#### EXERCISE DATA:
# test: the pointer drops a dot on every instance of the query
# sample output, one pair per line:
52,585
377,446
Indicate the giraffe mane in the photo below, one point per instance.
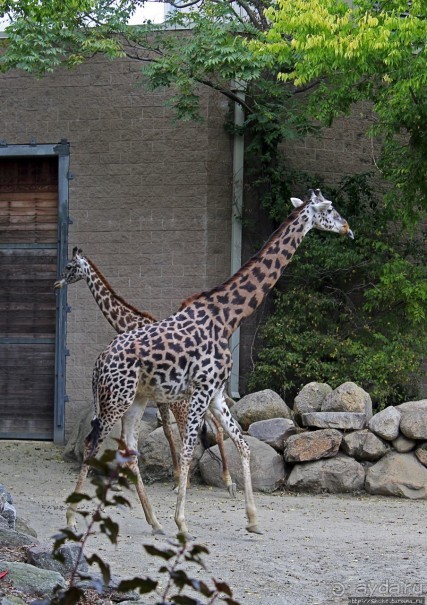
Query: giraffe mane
247,265
117,296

#### REQUIRED TASK:
Write out the whole listing again, requests included, and shift each answer point by adding 50 to both of its coordinates, leaving the sample output pairs unchanged. Leave the picture out.

#### RESULT:
# test: the pointer drops a dot on every instance of the query
# sample output, one pair per line:
52,585
377,446
Indicate the giraffe mane in the photo below, one point per instance.
Query: giraffe mane
297,315
167,346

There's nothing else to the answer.